Kirchliches Arbeitsrecht: entweder ganz oder gar nicht
Nachdem es im vergangenen Jahr eine intensive Diskussion unter Fachleuten über eine mögliche Veränderung der "Grundordnung des kirchlichen Dienstes im Rahmen kirchlicher Arbeitsverhältnisse" gegeben hat1, haben die deutschen Bischöfe mit einstimmigem Beschluss der Vollversammlung des Verbandes der Diözesen Deutschlands am 20. Juni 2011 den Artikel 2 der Grundordnung geändert. In der Folge wurde diese Änderung vom jeweiligen Ortsbischof für sein Bistum in Kraft gesetzt.
Diese Änderung in Artikel 2 betrifft den Geltungsbereich der Grundordnung. Durch die Neufassung ist nun klargestellt, dass jeder kirchliche Rechtsträger, der nicht direkt der bischöflichen Gesetzgebungsgewalt unterliegt, die Anwendung der Grundordnung in seinen Statuten regeln muss. Zur Übernahme wird den Trägern eine abschließende Frist bis zum 31. Dezember 2013 eingeräumt.
Frist für die Übernahme der Grundordnung beachten
Gleichzeitig stellt die Neufassung von Artikel 2 Abs. 2 klar, dass Träger, die bis zu diesem Datum die Grundordnung für sich nicht übernommen haben, "im Hinblick auf die arbeitsrechtlichen Beziehungen nicht am Selbstbestimmungsrecht der Kirche gemäß Artikel 140 GG i.V.m. Artikel 137 Abs. 3 WRV" teilhaben. Das heißt, sie können die Regelungen des kirchlichen Arbeitsrechtes nicht länger in Anspruch nehmen.
Hintergrund dieses Beschlusses der deutschen Bischöfe war die vieldiskutierte Entscheidung des Delegationsgerichtes der Apostolischen Signatur vom 31. März 2010. Dieses Urteil hat deutlich gemacht, dass ein kirchlicher Rechtsträger sich gegen die Anwendung der Grundordnung aussprechen kann, ohne dass er in jedem Fall automatisch seine Anerkennung als katholischer Träger verliert. Der Status als katholischer Rechtsträger ist also nicht automatisch mit der Anwendung der Grundordnung verbunden. Das macht es im Interesse der notwendigen Rechtsklarheit erforderlich, dass jeder Rechtsträger sich verbindlich festlegt.

→ Übungsaufgabe
Kopiere aus dem Text zum kirchlichen Arbeitsrecht wortgetreu die Passage, die bei „Diese Änderung in“ beginnt und bei „Dezember 2013 eingeräumt.“ endet.

→ Bereitgestellte Daten

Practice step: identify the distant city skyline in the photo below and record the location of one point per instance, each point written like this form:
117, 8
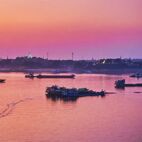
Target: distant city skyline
90, 29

→ Schriftliche Antwort
Diese Änderung in Artikel 2 betrifft den Geltungsbereich der Grundordnung. Durch die Neufassung ist nun klargestellt, dass jeder kirchliche Rechtsträger, der nicht direkt der bischöflichen Gesetzgebungsgewalt unterliegt, die Anwendung der Grundordnung in seinen Statuten regeln muss. Zur Übernahme wird den Trägern eine abschließende Frist bis zum 31. Dezember 2013 eingeräumt.